Given data below:
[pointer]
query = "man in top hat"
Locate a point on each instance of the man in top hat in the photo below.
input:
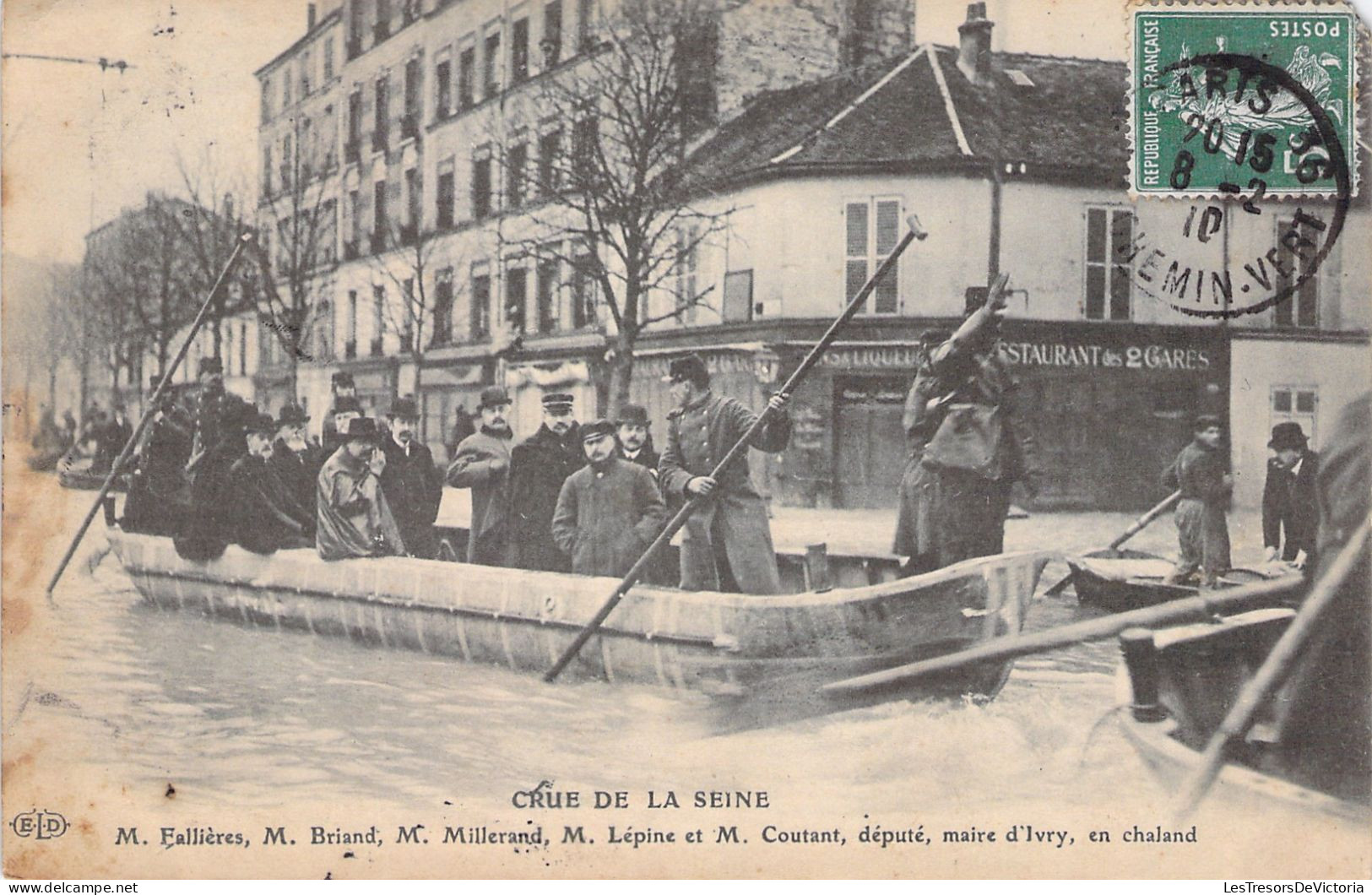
(263, 517)
(1290, 498)
(296, 463)
(482, 463)
(355, 519)
(538, 467)
(412, 485)
(636, 437)
(726, 544)
(1202, 529)
(608, 511)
End of Given data.
» Task goal
Omit the pictures and reproduce the remaining material above exactly.

» Written reply
[pointer]
query = "man in top hat"
Locate a point on each instance of the man in top hat in the photo below.
input:
(263, 517)
(1290, 498)
(296, 463)
(482, 463)
(355, 519)
(538, 467)
(412, 485)
(636, 437)
(726, 544)
(1202, 529)
(608, 511)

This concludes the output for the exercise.